Text segment.
================================

‘Welcome Home’ is the greeting song as you arrive at Vomo Island Resort in Fiji… oh, if only my home offered gourmet three-course meals three times a day (that I didn’t have to cook!), friendly childcare at a moment’s notice (for next to nothing), and a deluxe bedroom that stayed immaculate thanks to twice-daily attention from someone apart from myself (well, from Mrs Smith at least). Bula Vomo, I’m moving in!
Vomo is a mirage for parents. Children are so seamlessly integrated and welcomed that you’d almost feel out of place if you didn’t have a Wiggles-loving mini-me by your side. It’s as if the owners worked backwards when creating the resort – assume that parents will be bringing kids, and then nut out how best to create a luxurious, peaceful and effortless holiday for the adults, while keeping the little ones happy – a balance they’ve somehow perfected.
About 150 hungry backpackers headed to the more remote islands join us on the shuttle boat to Vomo, which is quite a shock. Thankfully, the ‘Captain’s Lounge’ on the upper deck of the Yasawa Flyer is far more civilized – the business class of Fijian cruising! A scenic but choppy 75-minute journey later, we drop anchor about a kilometre offshore from Vomo Island, ready to be transported there by a small waiting vessel. Now, if the thought of your two-year-old being passed from one Fijian boat-hand to another perched precariously on a bobbing tinny, across a metre or so chasm of open water, is enough to get your heart racing, then you may want to consider another method of transport. The frail, elderly and those with infants would be better opting for a private speedboat or helicopter transfer. Although we enjoyed the adventure, the Smith family kids loved the more costly private speedboat back to the mainland at the end of our stay.
The Man Friday resort manager (come Jack-of-all-trades host, guitar-strummer, coconut-tree climber, basket-weaver, turtle carer and child entertainer) makes the inconvenience of arriving a few hours before check-in seem like an opportunity – more time to start exploring the island (we did wish we had our bathers handy though). By the time we access to our Hillside Villa, we feel right at home, and wow, what a home.
Breathtaking balcony views are reward enough for the steep walk up (even carrying a tired toddler). The villa itself is stunning – stylishly furnished, thoughtfully provisioned (think L’Occitane bath products) and ultra comfortable. We feel part of the surrounding treetops, and the open bathroom louvres frame the rugged and remote but utterly spectacular island landscape perfectly. Described as one-bedroom, the villa is large enough to comfortably house a decadent canopied king-size bed, comfy two-seater couch, full-size single bed and cot brought in for the kids, and still leave plenty of room for dancing and jumping about.
Everything has been anticipated – so when I casually mention that I fancy a biscuit with the tea that Mrs Smith is making (as I check emails on my iPad with lightning-fast WiFi), there they are – huge, delicious, chocolatey home-baked cookies in a jar right next to the kettle – with compliments. That’s just how it is at Vomo – you think of something you need or want, and there it is, provided with a smile.

================================

Entries.
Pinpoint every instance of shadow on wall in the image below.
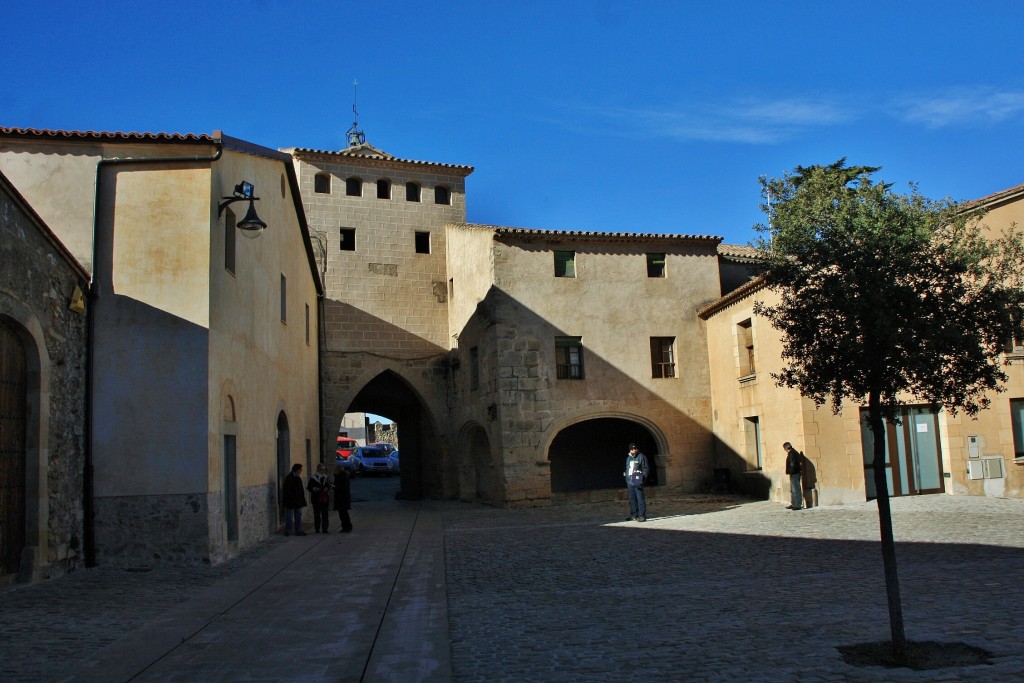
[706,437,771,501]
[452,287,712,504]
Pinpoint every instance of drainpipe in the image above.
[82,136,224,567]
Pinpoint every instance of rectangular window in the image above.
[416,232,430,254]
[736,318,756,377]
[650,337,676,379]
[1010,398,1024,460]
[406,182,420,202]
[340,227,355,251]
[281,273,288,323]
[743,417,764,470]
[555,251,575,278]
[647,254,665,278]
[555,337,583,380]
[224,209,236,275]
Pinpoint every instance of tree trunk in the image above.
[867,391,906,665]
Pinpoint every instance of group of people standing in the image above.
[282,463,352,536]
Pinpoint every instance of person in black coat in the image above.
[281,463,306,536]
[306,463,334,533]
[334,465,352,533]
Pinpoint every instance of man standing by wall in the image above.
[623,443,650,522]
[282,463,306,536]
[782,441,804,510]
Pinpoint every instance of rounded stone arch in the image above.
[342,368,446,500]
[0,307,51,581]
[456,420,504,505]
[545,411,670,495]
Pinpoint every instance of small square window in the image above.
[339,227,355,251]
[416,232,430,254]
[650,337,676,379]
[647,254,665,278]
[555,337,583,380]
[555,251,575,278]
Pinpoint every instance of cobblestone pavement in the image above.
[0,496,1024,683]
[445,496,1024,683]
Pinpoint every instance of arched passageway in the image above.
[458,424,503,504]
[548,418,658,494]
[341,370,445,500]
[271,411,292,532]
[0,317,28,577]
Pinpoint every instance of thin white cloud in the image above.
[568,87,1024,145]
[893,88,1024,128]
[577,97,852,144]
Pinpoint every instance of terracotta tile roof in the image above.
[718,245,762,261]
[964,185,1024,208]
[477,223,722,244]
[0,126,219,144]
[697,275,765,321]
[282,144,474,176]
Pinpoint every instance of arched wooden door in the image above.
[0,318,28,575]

================================

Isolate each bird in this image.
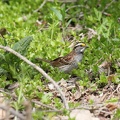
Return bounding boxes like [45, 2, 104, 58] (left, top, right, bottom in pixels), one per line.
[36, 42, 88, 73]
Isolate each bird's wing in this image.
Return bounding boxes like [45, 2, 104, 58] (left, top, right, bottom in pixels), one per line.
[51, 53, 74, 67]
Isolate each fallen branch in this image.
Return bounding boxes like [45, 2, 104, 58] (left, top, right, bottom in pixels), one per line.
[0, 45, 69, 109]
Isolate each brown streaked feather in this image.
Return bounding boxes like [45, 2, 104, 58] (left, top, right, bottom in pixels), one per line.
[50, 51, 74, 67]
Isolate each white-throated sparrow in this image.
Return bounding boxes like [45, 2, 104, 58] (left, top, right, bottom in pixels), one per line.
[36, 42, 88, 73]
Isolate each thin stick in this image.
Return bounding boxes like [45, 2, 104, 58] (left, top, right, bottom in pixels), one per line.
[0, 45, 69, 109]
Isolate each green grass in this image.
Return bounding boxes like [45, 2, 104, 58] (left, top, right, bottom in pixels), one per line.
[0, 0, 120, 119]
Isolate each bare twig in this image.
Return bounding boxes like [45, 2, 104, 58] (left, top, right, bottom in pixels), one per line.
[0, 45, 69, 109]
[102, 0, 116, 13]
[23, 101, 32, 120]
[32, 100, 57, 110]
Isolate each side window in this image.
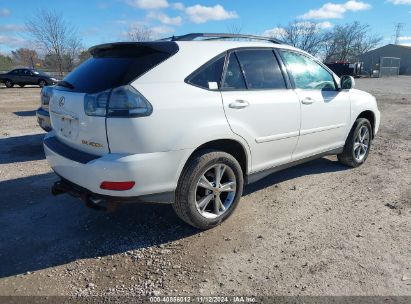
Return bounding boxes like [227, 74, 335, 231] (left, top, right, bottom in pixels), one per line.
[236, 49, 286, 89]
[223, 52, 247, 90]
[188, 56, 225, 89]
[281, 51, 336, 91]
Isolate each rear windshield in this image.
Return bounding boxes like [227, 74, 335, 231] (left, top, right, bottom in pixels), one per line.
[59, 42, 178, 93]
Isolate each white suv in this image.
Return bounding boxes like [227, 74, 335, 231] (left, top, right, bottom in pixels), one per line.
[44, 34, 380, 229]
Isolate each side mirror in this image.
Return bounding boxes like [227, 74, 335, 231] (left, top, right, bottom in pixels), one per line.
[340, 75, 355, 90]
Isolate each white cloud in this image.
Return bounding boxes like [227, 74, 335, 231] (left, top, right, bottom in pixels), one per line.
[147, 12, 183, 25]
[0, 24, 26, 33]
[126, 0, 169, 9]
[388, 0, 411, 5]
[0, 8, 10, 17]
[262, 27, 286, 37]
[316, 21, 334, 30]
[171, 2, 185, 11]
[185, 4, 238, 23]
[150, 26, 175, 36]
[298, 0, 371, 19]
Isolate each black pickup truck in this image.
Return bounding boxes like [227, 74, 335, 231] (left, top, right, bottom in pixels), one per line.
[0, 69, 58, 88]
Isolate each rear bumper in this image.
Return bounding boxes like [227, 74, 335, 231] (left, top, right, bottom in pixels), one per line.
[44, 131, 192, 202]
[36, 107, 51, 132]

================================

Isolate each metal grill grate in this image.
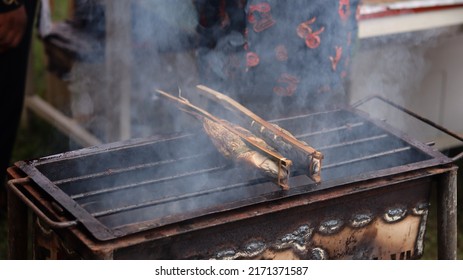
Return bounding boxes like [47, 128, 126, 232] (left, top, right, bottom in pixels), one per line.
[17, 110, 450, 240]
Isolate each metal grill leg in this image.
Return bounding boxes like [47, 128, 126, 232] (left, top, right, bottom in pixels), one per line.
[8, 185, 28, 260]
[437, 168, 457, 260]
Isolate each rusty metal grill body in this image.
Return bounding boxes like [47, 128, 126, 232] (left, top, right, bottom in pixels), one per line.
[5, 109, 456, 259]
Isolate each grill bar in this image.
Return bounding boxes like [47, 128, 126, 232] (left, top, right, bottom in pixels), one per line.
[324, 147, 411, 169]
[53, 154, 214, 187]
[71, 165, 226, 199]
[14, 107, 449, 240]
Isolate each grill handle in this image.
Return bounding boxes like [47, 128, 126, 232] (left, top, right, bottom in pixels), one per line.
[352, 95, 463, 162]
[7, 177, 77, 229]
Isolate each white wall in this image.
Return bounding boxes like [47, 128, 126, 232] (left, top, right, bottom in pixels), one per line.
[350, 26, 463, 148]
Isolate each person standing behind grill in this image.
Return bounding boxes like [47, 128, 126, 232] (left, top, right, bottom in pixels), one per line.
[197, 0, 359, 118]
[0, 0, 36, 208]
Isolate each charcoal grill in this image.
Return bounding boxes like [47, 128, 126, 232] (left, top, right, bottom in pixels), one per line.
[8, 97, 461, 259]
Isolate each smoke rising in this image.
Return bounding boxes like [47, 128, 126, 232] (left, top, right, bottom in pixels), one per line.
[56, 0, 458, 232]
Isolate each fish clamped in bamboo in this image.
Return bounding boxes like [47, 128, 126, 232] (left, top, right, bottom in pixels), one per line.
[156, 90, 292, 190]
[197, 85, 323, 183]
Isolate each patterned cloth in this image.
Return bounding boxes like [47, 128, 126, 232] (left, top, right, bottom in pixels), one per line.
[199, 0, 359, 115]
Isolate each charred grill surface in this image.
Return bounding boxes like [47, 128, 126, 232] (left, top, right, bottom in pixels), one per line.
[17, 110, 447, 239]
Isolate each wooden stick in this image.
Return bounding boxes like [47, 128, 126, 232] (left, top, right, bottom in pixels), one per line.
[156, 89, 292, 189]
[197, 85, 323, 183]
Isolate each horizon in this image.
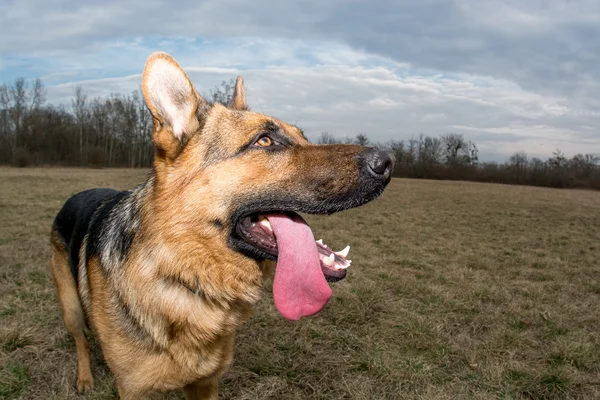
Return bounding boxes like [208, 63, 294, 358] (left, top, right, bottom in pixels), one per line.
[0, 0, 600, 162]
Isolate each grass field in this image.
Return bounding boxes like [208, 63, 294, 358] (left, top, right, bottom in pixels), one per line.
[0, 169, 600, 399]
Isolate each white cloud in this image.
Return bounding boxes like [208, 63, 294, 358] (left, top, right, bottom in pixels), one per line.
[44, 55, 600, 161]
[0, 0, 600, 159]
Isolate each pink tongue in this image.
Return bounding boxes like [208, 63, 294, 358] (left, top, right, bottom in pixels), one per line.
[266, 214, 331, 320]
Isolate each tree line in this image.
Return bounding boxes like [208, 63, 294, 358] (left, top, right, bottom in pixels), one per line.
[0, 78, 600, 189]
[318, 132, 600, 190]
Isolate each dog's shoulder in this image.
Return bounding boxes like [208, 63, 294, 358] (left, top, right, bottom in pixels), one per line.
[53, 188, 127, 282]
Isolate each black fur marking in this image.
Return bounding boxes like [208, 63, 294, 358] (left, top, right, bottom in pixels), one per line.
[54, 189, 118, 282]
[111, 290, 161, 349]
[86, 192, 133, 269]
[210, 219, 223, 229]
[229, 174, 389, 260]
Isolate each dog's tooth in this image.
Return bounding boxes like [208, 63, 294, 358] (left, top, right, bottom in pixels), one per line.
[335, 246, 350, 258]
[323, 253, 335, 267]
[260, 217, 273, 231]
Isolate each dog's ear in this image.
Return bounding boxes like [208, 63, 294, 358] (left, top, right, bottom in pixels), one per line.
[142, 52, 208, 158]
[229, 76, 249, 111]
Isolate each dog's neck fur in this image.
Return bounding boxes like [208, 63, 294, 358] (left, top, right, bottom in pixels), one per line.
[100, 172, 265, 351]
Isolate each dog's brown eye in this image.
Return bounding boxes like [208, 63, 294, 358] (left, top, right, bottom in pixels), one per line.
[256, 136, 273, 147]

================================

Work to complete.
1 > Write out the Vomo Island review word for word, beginning at the words "Vomo is a mirage" and stopping after "they’ve somehow perfected.".
2 > Answer these questions from the Vomo Island review:
(a) How long is the boat journey before anchor is dropped offshore from Vomo Island?
(b) What brand of bath products is the villa provisioned with?
(c) Where are the home-baked cookies found?

Task-by-task outputs.
1 >
Vomo is a mirage for parents. Children are so seamlessly integrated and welcomed that you’d almost feel out of place if you didn’t have a Wiggles-loving mini-me by your side. It’s as if the owners worked backwards when creating the resort – assume that parents will be bringing kids, and then nut out how best to create a luxurious, peaceful and effortless holiday for the adults, while keeping the little ones happy – a balance they’ve somehow perfected.

2 >
(a) 75 minutes.
(b) L'Occitane.
(c) In a jar right next to the kettle.